* [Things to do]
1. Name every writer the blog post says will be on the Saturday panel alongside the author.
2. Give a three-sentence summary of the blog post.
3. Resume the blog post from its last line.
--- start of Source text ---
Couple more deals in the works, still churning away behind the scene. News to come.

SFX Weekender

Ok, the deets for the SFX Weekender:

Friday I’ll be doing a half-hour reading and Q&A thing on the Slaughtered Lamb stage at 16.30. How much of that is reading and how much Q&A largely depends on how many people turn up. Come with questions! Many questions! Preferably multi-part ones of penetrating depth, but y’know, ‘what’s your favourite colour’ will do.

Saturday I’ll be on the Main Void Stage with China Mieville, Steve Feasey and William Horwood doing a panel on Writing For Young Adults. That’s at 11am.

Other than that, I’ll no doubt be drifting around somewhere…

Uncle Chris’s Writing Tips #3: What The Hell Is A Jazzlewozzy?

‘See there,’ said Rablaaaan the Octrazine. ‘A jazzlewozzy! It will make fine vittels, iffen we can catch it and stick it in a stew with some grated a’rair’thian’ttt’x!’

‘A jazzlewozzy?’ asked Bert.
--- end of Source text ---
--- start of Data lines ---
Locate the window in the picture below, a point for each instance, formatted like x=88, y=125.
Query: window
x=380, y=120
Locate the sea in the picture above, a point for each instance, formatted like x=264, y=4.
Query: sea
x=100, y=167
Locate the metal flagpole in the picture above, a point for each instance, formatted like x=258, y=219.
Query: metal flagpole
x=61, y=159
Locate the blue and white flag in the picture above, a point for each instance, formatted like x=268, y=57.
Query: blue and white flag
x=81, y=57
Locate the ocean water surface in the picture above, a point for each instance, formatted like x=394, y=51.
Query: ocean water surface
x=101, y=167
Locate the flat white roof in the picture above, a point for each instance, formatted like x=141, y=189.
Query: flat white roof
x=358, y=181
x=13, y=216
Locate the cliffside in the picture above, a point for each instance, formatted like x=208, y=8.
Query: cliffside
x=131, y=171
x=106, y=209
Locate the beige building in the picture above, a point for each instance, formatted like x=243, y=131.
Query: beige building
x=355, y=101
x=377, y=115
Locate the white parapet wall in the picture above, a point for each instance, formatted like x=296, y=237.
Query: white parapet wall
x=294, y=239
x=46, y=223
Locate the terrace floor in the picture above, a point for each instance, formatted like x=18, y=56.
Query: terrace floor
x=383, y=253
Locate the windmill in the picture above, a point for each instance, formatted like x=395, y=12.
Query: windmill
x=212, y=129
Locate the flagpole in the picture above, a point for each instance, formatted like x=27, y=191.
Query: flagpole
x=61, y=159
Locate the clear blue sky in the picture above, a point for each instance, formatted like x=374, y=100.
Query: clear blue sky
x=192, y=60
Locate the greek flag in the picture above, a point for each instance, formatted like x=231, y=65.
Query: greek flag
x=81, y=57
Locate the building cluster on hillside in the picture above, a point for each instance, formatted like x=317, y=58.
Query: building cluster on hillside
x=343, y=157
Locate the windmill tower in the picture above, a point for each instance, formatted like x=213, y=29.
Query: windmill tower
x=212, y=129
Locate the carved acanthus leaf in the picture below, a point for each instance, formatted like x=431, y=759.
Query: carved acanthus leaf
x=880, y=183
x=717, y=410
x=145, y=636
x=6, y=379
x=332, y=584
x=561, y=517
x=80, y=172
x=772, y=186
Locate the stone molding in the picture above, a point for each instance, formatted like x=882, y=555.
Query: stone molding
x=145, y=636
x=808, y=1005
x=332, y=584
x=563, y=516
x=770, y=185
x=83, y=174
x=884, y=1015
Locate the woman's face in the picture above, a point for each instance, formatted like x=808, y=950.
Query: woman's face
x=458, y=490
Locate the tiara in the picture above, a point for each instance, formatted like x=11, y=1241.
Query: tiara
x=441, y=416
--- end of Data lines ---
* [Answer set]
1. China Mieville, Steve Feasey, William Horwood

2. The author mentions a couple more deals still in progress, with news to come. At the SFX Weekender, the author will give a half-hour reading and Q&A on the Slaughtered Lamb stage on Friday at 16.30, then join China Mieville, Steve Feasey and William Horwood on the Main Void Stage on Saturday at 11am for a panel on Writing For Young Adults. A third writing tip, titled "What The Hell Is A Jazzlewozzy?", then opens with a scene in which Rablaaaan the Octrazine spots a jazzlewozzy to put in a stew and Bert asks what one is.

3.
‘See its long pointy ears, its elongated hind feet and round fluffy tail! See how it prances and snuffles!’

‘Are you talking about that rabbit?’

Rablaaaan looked bewildered. ‘A… rabbit?’ Then he laughed, so long and hard that several sentences after this paragraph ended he was found by a passing troll and got his head bitten off. ‘What kind of stoopid name is that for a jazzlewozzy?’

Naming stuff in fantasy and SF is a minefield. I’m gonna use fantasy for my examples here, but the same things apply in SF. It’s the worldbuilder’s dilemma: what the hell do I call a rabbit?

So there you are, happily creating your fantasy world, and it occurs to you that your heroes might need something to put in their stew. Now, you think to yourself, you’re going for a proper fantasy world, none of this Tolkien-knockoff pseudo-medieval elves-dwarves-and-goblins stuff. It follows that if your whole world is full of strange and wonderful races and beings, then populating it with domestic Earth animals like cats and dogs, or having people ride about on horses, is a bit lame, really. Why not just come up with something new to replace all those little animals?

Writer, you just bought yourself a whole world of trouble.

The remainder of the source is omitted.